--- Selected text Enclosed Below ---

AB InBev cuts media spending as coronavirus keeps bars closed
Anheuser-Busch InBev CEO Carlos Brito on Thursday said the brewer would “curb media spend” in the U.S. as it continues to battle sales headwinds caused by the closure of bars and restaurants during the pandemic.
“We are taking a hard look at sales and marketing,” he said during an earnings call, noting that the company would shift investments “in channels and products that consumers are demanding more,” including larger beer packs, e-commerce and in-store activity.
The world’s largest brewer reported that global volume in April plummeted 32 percent, mostly driven by bar and restaurant closings and government restrictions that affected its operations in some markets. In 2019, bar and restaurant sales accounted for one-third of the brewer’s global volume. For the quarter ending in March, global revenue declined by 5.8 percent, and volume slid by 9.3 percent, but the company warned that second-quarter results “will be materially worse” than in the first quarter.

--- End of Enclosed Selected text ---
--- Given records Enclosed Below ---

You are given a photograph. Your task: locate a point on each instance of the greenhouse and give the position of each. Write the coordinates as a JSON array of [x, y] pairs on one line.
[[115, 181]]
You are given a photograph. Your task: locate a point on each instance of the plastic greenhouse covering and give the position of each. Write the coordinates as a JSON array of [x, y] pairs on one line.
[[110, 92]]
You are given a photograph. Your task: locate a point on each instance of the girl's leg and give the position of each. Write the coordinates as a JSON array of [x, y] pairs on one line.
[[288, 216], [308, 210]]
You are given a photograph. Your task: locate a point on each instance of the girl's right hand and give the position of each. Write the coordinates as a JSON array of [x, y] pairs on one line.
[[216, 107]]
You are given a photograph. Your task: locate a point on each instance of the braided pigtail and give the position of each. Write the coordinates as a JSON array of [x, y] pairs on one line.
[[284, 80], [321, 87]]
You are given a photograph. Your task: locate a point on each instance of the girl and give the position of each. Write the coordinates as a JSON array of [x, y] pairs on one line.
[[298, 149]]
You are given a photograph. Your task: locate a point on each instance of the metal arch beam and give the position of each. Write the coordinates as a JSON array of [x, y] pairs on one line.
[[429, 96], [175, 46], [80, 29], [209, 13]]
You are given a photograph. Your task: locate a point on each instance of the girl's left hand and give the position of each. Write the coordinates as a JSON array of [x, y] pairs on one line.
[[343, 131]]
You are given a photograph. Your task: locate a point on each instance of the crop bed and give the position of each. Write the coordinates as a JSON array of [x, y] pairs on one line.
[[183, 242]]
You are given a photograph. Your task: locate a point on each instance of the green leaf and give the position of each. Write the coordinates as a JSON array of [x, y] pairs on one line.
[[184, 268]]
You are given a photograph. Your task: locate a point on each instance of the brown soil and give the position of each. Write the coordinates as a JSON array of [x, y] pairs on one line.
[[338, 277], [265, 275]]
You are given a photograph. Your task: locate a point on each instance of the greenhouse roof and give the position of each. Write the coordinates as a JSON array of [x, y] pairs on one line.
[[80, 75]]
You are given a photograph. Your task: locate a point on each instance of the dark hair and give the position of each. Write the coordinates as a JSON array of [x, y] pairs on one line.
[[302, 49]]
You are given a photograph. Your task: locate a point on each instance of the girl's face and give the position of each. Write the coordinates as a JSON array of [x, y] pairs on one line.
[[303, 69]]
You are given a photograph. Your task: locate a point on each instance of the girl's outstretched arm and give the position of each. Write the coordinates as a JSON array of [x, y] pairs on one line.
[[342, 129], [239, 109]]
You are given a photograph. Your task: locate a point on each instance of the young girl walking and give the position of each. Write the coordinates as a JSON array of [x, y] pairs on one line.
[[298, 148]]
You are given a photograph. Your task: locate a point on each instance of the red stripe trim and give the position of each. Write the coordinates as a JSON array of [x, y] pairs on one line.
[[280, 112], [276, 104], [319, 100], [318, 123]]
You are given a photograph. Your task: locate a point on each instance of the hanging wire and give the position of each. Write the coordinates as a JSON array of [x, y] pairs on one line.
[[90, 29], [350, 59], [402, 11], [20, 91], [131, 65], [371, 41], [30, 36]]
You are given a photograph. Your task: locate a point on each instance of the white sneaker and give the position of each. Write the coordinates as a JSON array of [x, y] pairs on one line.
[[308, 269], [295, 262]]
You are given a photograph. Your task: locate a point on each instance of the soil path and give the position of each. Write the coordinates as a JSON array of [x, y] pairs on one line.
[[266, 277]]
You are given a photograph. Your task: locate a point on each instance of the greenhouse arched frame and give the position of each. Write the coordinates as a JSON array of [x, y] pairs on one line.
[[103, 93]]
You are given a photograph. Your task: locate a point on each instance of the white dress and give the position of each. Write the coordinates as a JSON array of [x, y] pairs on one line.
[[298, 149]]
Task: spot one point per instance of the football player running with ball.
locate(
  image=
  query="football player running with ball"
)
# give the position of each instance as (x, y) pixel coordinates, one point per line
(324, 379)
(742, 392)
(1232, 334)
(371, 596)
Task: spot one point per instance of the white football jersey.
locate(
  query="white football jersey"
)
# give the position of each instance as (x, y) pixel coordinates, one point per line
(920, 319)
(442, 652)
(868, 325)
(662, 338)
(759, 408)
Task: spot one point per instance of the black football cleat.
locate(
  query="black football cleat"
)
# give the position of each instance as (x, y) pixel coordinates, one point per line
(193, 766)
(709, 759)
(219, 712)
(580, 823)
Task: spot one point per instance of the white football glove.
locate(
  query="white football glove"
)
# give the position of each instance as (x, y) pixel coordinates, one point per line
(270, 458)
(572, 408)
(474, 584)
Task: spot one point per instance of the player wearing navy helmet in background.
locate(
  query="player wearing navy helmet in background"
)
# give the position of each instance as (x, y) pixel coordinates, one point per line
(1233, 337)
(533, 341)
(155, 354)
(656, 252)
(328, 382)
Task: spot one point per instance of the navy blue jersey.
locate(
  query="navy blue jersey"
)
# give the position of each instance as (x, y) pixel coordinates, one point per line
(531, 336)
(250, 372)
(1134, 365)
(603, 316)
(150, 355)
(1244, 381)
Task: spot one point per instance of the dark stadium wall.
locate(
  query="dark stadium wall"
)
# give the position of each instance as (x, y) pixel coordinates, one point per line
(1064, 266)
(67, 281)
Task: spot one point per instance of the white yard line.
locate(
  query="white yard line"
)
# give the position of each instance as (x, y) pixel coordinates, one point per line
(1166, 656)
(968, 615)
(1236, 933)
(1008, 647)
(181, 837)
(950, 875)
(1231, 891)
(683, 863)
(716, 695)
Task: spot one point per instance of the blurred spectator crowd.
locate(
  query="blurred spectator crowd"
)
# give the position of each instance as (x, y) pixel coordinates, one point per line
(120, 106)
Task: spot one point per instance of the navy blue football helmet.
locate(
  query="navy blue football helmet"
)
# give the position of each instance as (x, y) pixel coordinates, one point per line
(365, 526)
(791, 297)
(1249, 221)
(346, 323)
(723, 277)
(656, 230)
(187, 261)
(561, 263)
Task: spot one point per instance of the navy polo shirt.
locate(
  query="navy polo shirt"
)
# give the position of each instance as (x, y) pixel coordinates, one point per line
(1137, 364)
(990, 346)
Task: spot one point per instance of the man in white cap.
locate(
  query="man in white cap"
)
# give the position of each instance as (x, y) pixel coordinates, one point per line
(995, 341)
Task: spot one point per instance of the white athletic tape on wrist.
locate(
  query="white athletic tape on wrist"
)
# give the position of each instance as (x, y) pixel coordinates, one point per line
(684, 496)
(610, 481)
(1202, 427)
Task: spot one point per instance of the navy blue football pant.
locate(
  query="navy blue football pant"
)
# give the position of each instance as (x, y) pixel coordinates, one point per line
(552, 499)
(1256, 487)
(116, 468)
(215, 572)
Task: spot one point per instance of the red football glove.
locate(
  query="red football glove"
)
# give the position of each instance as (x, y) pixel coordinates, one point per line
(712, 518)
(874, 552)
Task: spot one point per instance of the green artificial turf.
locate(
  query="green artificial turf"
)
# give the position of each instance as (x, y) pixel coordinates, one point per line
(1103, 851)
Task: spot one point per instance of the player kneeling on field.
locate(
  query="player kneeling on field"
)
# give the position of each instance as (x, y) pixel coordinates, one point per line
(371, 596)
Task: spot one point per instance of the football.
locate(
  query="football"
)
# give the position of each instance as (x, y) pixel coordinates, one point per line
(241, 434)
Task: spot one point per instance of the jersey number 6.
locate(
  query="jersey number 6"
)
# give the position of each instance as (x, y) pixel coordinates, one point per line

--- End of Enclosed Given records ---

## Tasks to carry out:
1. Set down the AB InBev article word for word from "AB InBev cuts" up to and including "during the pandemic.".
2. Recast the paragraph of the AB InBev article that begins "The world's largest brewer reported" as a short bulleted list that keeps its main figures.
3. Extend the AB InBev article beyond its last sentence.
The items stand apart from the AB InBev article and are separate material.

## Results:
1.
AB InBev cuts media spending as coronavirus keeps bars closed
Anheuser-Busch InBev CEO Carlos Brito on Thursday said the brewer would “curb media spend” in the U.S. as it continues to battle sales headwinds caused by the closure of bars and restaurants during the pandemic.

2.
- April global volume fell 32 percent, driven mostly by bar and restaurant closures and by government restrictions on operations in some markets.
- In 2019, bars and restaurants made up one-third of the brewer's global volume.
- In the quarter ending in March, global revenue dropped 5.8 percent and volume dropped 9.3 percent.
- The company warned that second-quarter results "will be materially worse" than first-quarter results.

3.
Brito did not specify by how much the brewer would slash U.S. marketing spending. “During times like this you look at everything that is discretionary,” he said. This includes a “phase out [of] some new product introductions [and] innovations, because at this point it doesn't make sense,” he said. Global cost-cutting moves include a travel freeze and a cancellation of all company events. The brewer's senior leadership team has also volunteered to reduce their base salaries by 20 percent for the rest of the year.
The company will also attempt to renegotiate some commercial contracts, including sponsorships, it stated. In the U.S., the brewer sponsors all four major pro sports leagues. The National Hockey League, National Basketball Association and Major League Baseball have all indefinitely halted their seasons and uncertainty remains around the National Football League, which accounts for a major share of Bud Light spending in the fall and winter.
The NFL is scheduled to unveil its 2020-21 schedule this evening that will keep its usual September start date. But the league is still working out logistics on how to restart operations during the pandemic. Commissioner Roger Goodell laid out several steps in a memo obtained by the Associated Press that includes getting approval to reopen team facilities from local and state governments.
AB InBev faces the same conundrum encountered by other alcohol marketers: While bar sales have vanished, there has been an uptick in grocery purchases—but it’s hard to predict how long that will last. “It’s too early to determine the sustainability of this trend,” Brito said.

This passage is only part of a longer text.